▸ Objective: Transcribe all of the material below word for word and leave out its pictures.

Dataset excerpts on object pointing:
====

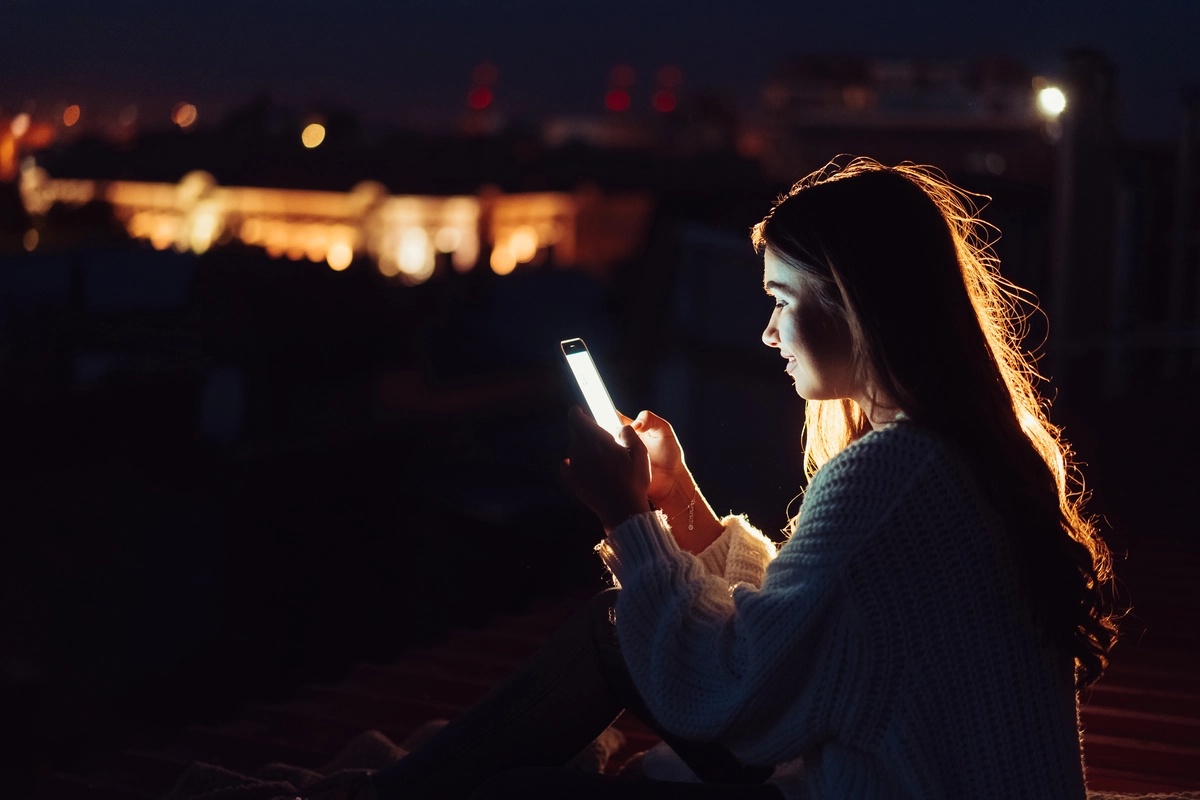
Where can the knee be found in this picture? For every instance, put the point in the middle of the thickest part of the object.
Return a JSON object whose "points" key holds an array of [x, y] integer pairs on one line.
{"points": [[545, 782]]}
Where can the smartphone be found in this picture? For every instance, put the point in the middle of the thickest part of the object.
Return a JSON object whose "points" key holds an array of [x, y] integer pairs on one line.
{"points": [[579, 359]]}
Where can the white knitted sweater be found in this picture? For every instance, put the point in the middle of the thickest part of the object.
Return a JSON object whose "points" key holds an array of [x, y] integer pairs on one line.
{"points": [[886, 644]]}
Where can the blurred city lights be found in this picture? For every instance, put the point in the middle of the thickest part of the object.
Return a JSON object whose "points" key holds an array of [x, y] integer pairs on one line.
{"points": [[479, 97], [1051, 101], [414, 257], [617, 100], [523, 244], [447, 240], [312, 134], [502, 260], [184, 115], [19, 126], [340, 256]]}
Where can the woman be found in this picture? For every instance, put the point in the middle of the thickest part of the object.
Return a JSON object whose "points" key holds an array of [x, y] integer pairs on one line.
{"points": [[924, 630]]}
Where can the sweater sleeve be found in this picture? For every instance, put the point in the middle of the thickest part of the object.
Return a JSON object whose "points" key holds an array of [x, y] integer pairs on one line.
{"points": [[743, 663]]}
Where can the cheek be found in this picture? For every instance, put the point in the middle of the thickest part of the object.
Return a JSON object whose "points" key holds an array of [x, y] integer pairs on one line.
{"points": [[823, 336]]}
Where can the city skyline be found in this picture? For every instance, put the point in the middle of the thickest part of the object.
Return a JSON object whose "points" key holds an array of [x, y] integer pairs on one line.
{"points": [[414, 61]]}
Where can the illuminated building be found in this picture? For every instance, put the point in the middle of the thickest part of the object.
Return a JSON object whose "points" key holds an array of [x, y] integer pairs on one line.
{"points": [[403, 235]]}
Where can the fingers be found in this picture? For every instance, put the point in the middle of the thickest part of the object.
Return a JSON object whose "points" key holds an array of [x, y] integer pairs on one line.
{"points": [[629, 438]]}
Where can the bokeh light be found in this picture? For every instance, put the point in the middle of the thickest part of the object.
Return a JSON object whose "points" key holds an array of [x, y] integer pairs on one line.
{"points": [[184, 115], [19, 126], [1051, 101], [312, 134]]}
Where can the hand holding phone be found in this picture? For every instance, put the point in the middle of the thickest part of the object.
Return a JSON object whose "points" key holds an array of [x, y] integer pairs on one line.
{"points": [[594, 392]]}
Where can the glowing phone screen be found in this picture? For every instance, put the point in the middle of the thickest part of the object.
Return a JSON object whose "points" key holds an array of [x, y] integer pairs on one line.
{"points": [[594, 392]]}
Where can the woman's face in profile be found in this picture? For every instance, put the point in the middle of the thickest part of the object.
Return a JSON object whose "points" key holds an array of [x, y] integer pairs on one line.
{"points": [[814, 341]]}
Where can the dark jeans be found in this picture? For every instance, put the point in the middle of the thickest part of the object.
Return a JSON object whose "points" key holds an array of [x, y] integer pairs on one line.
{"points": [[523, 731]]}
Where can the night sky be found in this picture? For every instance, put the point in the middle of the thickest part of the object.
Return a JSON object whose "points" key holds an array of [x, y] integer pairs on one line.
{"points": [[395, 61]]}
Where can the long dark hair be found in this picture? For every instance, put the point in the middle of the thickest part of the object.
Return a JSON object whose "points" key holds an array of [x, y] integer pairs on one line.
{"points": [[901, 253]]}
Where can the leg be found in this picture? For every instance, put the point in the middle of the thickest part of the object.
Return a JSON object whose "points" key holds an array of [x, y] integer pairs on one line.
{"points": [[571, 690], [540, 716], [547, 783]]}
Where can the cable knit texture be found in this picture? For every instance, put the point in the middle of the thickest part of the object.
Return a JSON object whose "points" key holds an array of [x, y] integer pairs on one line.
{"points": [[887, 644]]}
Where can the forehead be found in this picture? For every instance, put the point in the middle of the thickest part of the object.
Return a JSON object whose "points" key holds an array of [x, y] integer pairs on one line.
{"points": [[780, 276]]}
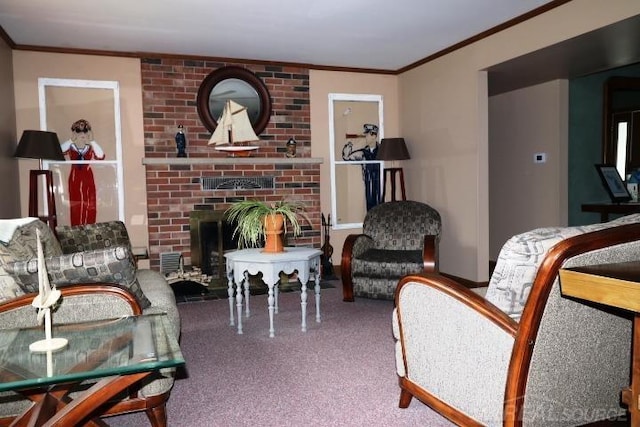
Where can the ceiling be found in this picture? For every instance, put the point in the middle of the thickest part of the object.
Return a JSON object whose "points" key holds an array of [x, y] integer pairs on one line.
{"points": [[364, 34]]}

====

▸ Result for this exercise:
Where can the knee be found in this picture? For every instance, put the point in the middle of the thickest part of the object.
Return a JSON object whose "points" key holds an array of [x, y] integer pairs on one line.
{"points": [[545, 782]]}
Where can the smartphone be found in this picture? For every instance, put the point in the middle of the thickest part of the object.
Return a JSON object whose "points" key holds an array of [x, y] integer pairs on one line.
{"points": [[579, 359]]}
Where can the white knitted sweater be found in this picture? For every instance, put the point in the middle of the thickest part of the object.
Return a JSON object whose "points" key holds an array of [x, y] integer pairs on one line.
{"points": [[886, 644]]}
Where can the blurred city lights be found in this picture? For every instance, put the point in the middle of the thickest part of the object.
Return a JSON object whose "points" key holds an array of [x, y] integer pairs on one line.
{"points": [[479, 97], [1051, 101], [414, 257], [617, 100], [523, 244], [447, 240], [312, 134], [502, 260], [184, 115], [19, 126], [340, 256]]}
Where can the woman be found in this picture? For every instance, put the point in the middle of the thickest part of the object.
Return a JSON object whose "points" key holds an array of [x, y] integer pairs on one line.
{"points": [[924, 630]]}
Where can the sweater sleeve be found in this picture? For every instance, put the point in the middle of the thickest part of the object.
Return a JSON object whose "points" key holds an array of [x, y] integer pairs on one line.
{"points": [[743, 663]]}
Where can the cheek be found in this picture? For every instance, put the point in the middle of the thickest part of the object.
Return a JSON object whose "points" key holds an array of [x, y] integer pairs on one line.
{"points": [[823, 336]]}
Where can the city skyline be found in this picture? For every instance, put the point in the middle of the thickest part of the object.
Return a JSON object whose "points" key holds an array of [x, y] integer pairs on one line.
{"points": [[414, 61]]}
Where can the illuminated building be found in this picture? For every instance, put the point in the middle of the thickest part of the object.
Return a JSON object whose "points" key holds an array of [x, y] integer pairs on one line.
{"points": [[403, 235]]}
Where can the fingers be found in this picture? For every instance, put the point in the middle of the thickest part of the object.
Return a JSON object whose "points" key holds an array of [x, y] integer pairs on one line.
{"points": [[629, 438]]}
Where can the bokeh light be found in this picture? For every instance, put the point in the middle of the thickest part of the object.
Return a JSON object whose "points" key holds an array of [x, y] integer pairs on one line.
{"points": [[184, 115], [19, 126], [1051, 101], [312, 134]]}
Where can the hand holding phone be found in this picture? For every instance, put the point in the middle of the thickest part of the object.
Return a JSON object whose "points" key holds an array of [x, y] integer pairs on one line.
{"points": [[594, 392]]}
Where can the glowing phone screen be found in this picture? For every instance, put the point in the middle of the thickest part of the object.
Return a JSON object whose "points" key holds an array of [x, y] integer pairs on one line.
{"points": [[594, 392]]}
Where can the woman's face in profile be found in this picture? For every instance, put the point in the middle of the thickest part of the object.
Return a JSON object whose "points" key holds an array of [x, y] integer pairs on one line.
{"points": [[814, 341]]}
Where can the dark jeans be found in this picture? For every instance, put the point in the middle of the thickest part of the object.
Return a JSON object whose "points" key holds an array of [x, y] integer pairs on one line.
{"points": [[523, 731]]}
Where can the night sky be found in this picture? For every instance, put the point in the middle of the thickest part of the object.
Return a JSON object whose "points" key holds an array of [x, y] integer pairs on one line.
{"points": [[395, 61]]}
Where can the long dark hair be found in this picture? For every instance, put the point in the middle of the thickest part of the object.
Return a JSON object whose "points" key holds an array of [x, y] integer pairs on one line.
{"points": [[901, 253]]}
Where can the leg be found in this picture? For every instance, put the point in the middle of the thickest part of the object.
Return a JSON object whose "points" key holds an array of [x, y] integer pairs on one line.
{"points": [[571, 690], [540, 716], [547, 783]]}
Where can the cable knit texture be found in this picture? For every instance, put the point in the middle of the thickest part of the object.
Return a JSON object whose "points" key holds an array of [x, y] integer pairs on one line.
{"points": [[887, 644]]}
Where can the forehead be found in this picture? For every instance, put the point in the middle of the thickest part of the object.
Return a JSON object whose "points" key holds an array of [x, y] integer pairs on one line.
{"points": [[780, 276]]}
Where can the ceiling be found in this picture? For every instance, put the point in the middle of the thickest part of the object.
Return a JSON object whose "points" key holds an array of [x, y] integer pairs on one line.
{"points": [[364, 34]]}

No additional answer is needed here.